◆ **Task objective**
Convert the lines below into a numbered list, omitting blank lines and leaving out the pictures.

◆ **Listing**
——————————

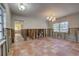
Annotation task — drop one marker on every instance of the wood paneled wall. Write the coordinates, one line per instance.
(72, 34)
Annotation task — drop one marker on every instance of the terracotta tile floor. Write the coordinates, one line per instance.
(44, 47)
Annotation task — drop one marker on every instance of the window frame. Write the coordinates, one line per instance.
(2, 22)
(61, 29)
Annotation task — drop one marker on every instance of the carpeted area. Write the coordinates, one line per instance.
(45, 47)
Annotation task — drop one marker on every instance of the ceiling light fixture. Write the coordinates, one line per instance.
(51, 18)
(21, 7)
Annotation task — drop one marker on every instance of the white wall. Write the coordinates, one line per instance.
(8, 16)
(31, 23)
(73, 20)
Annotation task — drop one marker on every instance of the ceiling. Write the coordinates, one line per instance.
(45, 9)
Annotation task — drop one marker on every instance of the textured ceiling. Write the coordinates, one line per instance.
(45, 9)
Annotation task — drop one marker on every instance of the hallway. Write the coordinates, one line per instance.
(44, 47)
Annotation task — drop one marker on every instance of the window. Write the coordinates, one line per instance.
(60, 27)
(1, 23)
(64, 27)
(56, 27)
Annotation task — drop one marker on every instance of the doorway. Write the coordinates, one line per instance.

——————————

◆ **Exercise output**
1. Annotation task — drop one marker on every instance of the wood paneled wall. Write the coordinates, one line per instance.
2. (72, 34)
3. Annotation task — drop one marker on every instance of the terracotta tile floor. Write the coordinates, one line per instance.
4. (44, 47)
5. Annotation task — drop one marker on every instance of the window frame. Write the coordinates, one line per instance.
6. (2, 22)
7. (61, 29)
8. Annotation task — drop one marker on every instance of the carpeted area. Write the coordinates, one line per instance.
9. (45, 47)
10. Annotation task — drop one marker on every instance of the ceiling light fixture. Write the coordinates, one line per instance.
11. (51, 18)
12. (21, 7)
13. Annotation task — drop one marker on every instance of the white wall. Write the coordinates, one line per instance.
14. (8, 16)
15. (31, 23)
16. (73, 20)
17. Annotation task — drop one marker on every instance of the ceiling. Write the coordinates, one line per instance.
18. (45, 9)
19. Annotation task — drop one marker on every instance of the textured ceiling. Write the coordinates, one line per instance.
20. (45, 9)
21. Annotation task — drop one marker on every instance of the hallway. Write the coordinates, one line per instance.
22. (44, 47)
23. Annotation task — drop one marker on every instance of the window. Write the coordinates, one line per instance.
24. (60, 27)
25. (1, 23)
26. (64, 27)
27. (56, 27)
28. Annotation task — drop one marker on every instance of the doorway. Write the coordinates, one line per instance.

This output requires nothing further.